━━━ Records to use ━━━
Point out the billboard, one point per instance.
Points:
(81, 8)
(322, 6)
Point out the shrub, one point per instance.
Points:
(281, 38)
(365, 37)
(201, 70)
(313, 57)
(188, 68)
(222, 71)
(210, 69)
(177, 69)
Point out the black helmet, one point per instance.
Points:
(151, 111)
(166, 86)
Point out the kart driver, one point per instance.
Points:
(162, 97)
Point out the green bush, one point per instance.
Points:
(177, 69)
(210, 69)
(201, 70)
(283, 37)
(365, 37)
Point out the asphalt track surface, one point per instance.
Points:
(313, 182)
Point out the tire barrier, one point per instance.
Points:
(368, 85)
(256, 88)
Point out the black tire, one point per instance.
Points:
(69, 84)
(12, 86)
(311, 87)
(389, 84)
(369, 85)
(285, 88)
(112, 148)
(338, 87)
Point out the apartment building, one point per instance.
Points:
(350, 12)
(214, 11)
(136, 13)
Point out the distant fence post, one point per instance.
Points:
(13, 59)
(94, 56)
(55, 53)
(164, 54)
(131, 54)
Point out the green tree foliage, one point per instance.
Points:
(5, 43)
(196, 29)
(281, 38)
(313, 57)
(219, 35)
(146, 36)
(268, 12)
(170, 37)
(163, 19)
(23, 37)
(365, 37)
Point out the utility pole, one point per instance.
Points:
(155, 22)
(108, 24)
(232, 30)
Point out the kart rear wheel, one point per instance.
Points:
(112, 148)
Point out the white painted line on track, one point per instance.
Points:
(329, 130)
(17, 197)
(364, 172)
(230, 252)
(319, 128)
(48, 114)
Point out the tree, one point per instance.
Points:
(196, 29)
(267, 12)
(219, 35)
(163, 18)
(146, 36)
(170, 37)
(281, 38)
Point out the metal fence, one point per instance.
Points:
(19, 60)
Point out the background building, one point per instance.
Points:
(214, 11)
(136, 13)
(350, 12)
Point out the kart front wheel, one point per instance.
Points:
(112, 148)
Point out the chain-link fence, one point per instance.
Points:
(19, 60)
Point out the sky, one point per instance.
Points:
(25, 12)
━━━
### What you will do
In the entries above, identify every line with the word "wheel". Copy those lines.

### Answer to this exercise
Point out the kart rear wheel, one point per instance.
Point out the kart front wheel, one point per instance.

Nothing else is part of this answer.